SOURCE EXTRACT:

— BEGIN —

Turing.jl: SMC arguments

Created on 28 Feb 2018 · 32Comments · Source: TuringLang/Turing.jl

Sorry if the answer to this question is obvious, but can the SMC function take other arguments than the number of particles, e.g. resampling threshold/method? Also, is it possible to retrieve the weights from the SMC sampler, along with the samples?

discussion new-feature

Source

awellis

Most helpful comment

I can see the benefit but I'm still not convinced as storing weights for a few thousand particles over a reasonable number of iterations would easily generate a large memory overhead. Even with 16bit precision. And if I understand it right, visualizing statistics on the weights would actually be already quite informative. @awellis is this correct?

I'll make a new issue for this as it seems to be a feature many people could be interested in.

— END —

EXERCISE 1:
Render this sentence from the Turing.jl SMC thread into Spanish: "I'll make a new issue for this as it seems to be a feature many people could be interested in."
EXERCISE 2:
Answer these from the Turing.jl SMC thread:
(a) On what date was the thread created?
(b) How many comments does the thread have?
(c) What precision does the most helpful comment say would still leave a large memory overhead?
EXERCISE 3:
Extend the Turing.jl SMC thread with a further comment that follows on from its final sentence.

SUPPLIED RECORDS:

— BEGIN —

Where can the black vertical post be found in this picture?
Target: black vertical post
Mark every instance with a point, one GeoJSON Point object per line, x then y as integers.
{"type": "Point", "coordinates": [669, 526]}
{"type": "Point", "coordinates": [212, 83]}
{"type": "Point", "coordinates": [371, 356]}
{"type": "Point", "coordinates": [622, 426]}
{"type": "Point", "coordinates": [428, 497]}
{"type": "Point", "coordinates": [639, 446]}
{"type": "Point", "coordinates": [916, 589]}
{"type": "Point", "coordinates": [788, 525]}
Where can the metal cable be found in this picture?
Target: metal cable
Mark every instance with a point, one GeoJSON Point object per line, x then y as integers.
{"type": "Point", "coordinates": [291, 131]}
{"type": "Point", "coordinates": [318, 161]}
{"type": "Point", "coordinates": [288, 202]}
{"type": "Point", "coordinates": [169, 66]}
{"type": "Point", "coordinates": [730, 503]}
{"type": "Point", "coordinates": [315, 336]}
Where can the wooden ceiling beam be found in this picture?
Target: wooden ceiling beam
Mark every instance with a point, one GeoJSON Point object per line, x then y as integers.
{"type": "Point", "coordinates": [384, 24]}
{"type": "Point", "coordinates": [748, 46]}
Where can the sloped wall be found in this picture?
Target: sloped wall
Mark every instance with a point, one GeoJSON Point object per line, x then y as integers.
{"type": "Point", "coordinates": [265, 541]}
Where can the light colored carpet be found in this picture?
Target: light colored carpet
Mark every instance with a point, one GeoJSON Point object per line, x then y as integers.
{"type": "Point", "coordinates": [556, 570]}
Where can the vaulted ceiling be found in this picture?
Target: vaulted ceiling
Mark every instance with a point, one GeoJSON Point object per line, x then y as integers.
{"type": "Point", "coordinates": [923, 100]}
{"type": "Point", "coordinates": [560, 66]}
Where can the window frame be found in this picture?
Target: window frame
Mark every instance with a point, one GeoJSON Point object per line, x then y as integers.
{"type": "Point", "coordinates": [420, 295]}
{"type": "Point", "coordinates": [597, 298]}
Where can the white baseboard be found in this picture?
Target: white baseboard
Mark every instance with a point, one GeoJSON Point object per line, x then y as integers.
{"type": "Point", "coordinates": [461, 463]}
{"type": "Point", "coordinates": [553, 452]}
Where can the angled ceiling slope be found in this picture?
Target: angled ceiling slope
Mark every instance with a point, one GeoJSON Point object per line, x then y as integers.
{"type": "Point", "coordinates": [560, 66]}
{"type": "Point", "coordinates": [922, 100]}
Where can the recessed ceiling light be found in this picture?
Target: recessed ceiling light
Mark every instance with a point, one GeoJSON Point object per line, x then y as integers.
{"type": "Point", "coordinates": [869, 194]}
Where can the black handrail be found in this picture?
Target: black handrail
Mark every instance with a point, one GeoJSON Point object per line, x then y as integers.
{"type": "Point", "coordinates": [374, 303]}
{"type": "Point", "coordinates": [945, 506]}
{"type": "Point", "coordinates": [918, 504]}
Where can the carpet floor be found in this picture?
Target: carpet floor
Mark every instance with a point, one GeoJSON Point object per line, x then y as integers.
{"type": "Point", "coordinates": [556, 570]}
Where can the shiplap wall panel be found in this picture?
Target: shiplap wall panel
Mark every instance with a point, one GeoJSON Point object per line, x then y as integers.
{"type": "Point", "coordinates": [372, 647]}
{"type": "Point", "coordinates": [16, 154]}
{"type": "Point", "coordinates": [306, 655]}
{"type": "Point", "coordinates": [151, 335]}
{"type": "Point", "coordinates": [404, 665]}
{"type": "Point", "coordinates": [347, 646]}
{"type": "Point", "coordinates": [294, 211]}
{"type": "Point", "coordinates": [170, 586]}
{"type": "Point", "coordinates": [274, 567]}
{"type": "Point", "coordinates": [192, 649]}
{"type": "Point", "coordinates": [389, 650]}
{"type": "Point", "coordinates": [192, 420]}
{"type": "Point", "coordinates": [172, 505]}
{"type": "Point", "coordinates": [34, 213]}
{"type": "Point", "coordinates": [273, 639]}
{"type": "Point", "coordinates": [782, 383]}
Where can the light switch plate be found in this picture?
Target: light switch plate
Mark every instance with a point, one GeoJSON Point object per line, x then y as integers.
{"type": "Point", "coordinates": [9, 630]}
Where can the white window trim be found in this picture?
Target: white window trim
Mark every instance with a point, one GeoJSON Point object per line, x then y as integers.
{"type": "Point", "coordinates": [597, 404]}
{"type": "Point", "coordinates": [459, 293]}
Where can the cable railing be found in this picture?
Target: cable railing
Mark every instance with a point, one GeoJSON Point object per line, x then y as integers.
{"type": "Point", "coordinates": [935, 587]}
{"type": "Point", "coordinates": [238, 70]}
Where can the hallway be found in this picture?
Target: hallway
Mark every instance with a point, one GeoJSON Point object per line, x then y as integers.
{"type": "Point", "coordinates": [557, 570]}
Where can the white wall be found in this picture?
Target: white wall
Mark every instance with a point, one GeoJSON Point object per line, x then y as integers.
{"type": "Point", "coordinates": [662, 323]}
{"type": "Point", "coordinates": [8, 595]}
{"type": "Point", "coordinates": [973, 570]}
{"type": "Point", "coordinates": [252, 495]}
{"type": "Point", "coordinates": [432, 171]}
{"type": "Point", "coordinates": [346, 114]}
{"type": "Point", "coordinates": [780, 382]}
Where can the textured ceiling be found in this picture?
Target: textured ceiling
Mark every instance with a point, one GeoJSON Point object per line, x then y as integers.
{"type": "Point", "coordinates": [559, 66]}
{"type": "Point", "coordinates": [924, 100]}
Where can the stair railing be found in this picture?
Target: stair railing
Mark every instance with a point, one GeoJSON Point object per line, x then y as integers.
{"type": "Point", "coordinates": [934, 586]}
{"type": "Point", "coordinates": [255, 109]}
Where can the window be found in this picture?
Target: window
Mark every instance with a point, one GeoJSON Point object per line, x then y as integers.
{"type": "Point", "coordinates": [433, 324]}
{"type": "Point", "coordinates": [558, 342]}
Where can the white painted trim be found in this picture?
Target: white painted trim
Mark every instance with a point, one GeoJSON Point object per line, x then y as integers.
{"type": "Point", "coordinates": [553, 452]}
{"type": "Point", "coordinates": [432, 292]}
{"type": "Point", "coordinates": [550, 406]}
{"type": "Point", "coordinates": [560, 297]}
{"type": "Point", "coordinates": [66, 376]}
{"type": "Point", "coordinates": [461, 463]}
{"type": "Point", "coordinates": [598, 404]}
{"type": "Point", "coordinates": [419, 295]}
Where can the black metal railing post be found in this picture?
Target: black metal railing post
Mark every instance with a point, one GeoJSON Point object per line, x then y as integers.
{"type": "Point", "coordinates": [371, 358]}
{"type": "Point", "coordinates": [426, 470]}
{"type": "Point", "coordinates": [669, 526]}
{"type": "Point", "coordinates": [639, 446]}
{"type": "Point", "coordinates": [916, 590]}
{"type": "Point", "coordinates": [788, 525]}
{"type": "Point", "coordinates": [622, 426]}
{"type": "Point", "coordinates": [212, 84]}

— END —

TASK ANSWER 1:
Abriré un nuevo issue para esto, ya que parece ser una función que a muchas personas podría interesarles.

TASK ANSWER 2:
(a) 28 Feb 2018
(b) 32
(c) 16bit precision

TASK ANSWER 3:
trappmartin on 4 Sep 2018

👍2

All 32 comments

Hi !
It's indeed not clearly documented but the objected returned when calling sample() on a model is a Chain. It has a value2 attribute being an array of all samples, each Sample having a weight attribute.

Best,
regards

emilemathieu on 12 Mar 2018

Hi,
I've been trying out Turing again, and as I'm quite new to Julia, how to extract samples and weights isn't obvious to me.

As far as I can, I can obtain a matrix containing all particles from the value attribute of a Chain and in the value2 attribute, I get a Sample object, which contains a weight and a dictionary of samples for each iteration.

It seems that the weight represents the log evidence at each iteration, but is it possible to access the weight of each particle at each iteration? This would be useful, e.g. for plotting a weighted mean of the state variables, if resampling is not performed at each time step, and the weights are not uniform.

Is this currently possible? (Sorry if the answer is obvious)

My other question referred to the resampling method and resampling threshold: is it possible to use any resampling method other than the default (resampleSystematic), and to change the threshold used for resampling?

cheers,
Andrew

awellis on 18 Jun 2018

Hi Andrew !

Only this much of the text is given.